Estratto fornito –
La coppia aveva sperato che il proprio caso, come tanti altri in questi anni in materia di fecondazione assistita, potesse essere utilizzato proprio per costringere la legge italiana ad armonizzarsi con quella della comunità internazionale. Ma purtroppo non esiste un orientamento condiviso in Europa in merito all’utero in affitto. Non solo: i giudici hanno fatto riferimento all’ordinamento italiano, appunto, per il quale “la madre è colei che partorisce” e al divieto esplicito nella nostra normativa di surrogazione di maternità, che non sarebbe stato travolto, secondo i giudici, dalla dichiarazione di illegittimità costituzionale del divieto di fecondazione eterologa.

Dal punto di vista formale, la decisione è ineccepibile, perché le legge parlano chiaro. Formalmente i genitori non possono neanche essere dichiarati genitori adottivi, perché se la maternità surrogata è vietata non hanno alcun motivo per che sia loro riconosciuta una strada preferenziale, avendo compiuto un atto illecito. Eppure, dal punto di vista sostanziale, questa sentenza  ha conseguenze paradossali.

Problema da risolvere – Indica se ciascuna affermazione concorda con il brano sulla maternità surrogata, rispondendo sì o no e riportando tra virgolette le parole del brano che lo decidono: (a) in Europa esiste un orientamento condiviso sull'utero in affitto; (b) i giudici hanno richiamato l'ordinamento italiano secondo cui la madre è colei che partorisce; (c) sul piano formale la decisione viene giudicata ineccepibile.

Dati da analizzare –
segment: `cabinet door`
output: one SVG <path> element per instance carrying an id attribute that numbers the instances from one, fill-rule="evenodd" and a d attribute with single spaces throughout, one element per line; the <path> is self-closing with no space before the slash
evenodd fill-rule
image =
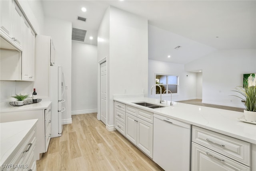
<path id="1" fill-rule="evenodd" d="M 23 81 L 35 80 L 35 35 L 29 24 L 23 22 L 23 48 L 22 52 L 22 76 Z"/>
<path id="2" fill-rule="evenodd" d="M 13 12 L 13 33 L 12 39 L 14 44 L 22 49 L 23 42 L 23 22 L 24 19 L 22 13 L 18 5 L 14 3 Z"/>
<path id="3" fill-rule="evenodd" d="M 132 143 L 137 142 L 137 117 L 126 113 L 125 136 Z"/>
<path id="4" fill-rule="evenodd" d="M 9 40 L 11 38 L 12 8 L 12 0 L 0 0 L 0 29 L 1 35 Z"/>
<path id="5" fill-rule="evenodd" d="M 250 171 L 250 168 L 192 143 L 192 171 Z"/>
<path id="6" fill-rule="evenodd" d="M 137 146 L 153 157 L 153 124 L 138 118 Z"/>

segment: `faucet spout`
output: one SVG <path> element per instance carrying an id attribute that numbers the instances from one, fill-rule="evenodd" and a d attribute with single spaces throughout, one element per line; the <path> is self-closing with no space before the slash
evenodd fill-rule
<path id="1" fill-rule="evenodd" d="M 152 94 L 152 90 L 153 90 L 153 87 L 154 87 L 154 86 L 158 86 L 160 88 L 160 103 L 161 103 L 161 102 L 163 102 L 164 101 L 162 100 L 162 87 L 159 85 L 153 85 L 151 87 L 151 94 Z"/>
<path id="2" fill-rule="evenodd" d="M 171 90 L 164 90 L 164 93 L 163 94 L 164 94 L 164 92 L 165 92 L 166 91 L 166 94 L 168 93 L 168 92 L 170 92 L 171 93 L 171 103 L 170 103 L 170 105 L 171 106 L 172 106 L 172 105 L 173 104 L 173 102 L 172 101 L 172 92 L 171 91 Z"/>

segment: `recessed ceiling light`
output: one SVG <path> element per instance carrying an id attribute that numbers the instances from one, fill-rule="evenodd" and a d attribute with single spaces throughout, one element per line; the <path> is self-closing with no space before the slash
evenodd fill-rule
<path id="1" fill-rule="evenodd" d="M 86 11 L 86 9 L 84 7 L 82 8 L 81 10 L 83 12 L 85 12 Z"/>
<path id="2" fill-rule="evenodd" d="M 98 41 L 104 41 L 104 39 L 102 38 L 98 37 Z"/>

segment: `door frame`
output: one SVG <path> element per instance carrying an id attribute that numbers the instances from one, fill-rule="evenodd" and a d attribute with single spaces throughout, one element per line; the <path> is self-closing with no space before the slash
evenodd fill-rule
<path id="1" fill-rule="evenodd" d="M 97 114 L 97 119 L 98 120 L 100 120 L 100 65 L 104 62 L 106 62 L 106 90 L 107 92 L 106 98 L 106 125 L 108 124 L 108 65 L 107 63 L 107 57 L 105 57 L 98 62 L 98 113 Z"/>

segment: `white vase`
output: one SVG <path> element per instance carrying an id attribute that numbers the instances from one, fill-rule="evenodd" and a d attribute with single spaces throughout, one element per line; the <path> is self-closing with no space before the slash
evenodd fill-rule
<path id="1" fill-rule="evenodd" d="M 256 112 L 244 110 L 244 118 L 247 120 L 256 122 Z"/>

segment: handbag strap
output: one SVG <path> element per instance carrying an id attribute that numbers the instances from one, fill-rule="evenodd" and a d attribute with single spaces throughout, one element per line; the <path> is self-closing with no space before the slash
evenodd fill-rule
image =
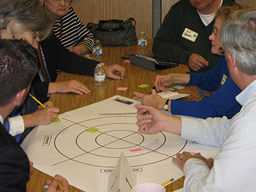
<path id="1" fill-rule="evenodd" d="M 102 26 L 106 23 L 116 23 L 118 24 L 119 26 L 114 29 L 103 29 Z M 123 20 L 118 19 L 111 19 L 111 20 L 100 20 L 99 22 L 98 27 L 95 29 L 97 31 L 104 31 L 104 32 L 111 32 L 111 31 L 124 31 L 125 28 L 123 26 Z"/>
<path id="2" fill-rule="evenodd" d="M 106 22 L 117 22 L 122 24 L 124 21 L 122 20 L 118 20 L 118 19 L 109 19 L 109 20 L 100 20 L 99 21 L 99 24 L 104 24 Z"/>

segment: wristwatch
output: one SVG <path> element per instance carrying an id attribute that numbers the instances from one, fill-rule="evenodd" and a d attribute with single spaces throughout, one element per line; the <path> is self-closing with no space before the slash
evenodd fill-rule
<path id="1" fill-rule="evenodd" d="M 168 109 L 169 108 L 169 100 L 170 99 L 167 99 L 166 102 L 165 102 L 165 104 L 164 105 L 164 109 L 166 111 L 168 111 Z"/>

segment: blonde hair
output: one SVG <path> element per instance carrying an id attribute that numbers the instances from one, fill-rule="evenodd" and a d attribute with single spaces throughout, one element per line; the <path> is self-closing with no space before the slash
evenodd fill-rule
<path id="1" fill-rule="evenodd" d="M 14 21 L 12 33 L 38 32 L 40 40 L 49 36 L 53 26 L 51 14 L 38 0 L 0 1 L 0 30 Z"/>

Problema risolto –
(a) No: "non esiste un orientamento condiviso in Europa in merito all’utero in affitto".
(b) Sì: "i giudici hanno fatto riferimento all’ordinamento italiano, appunto, per il quale “la madre è colei che partorisce”".
(c) Sì: "Dal punto di vista formale, la decisione è ineccepibile".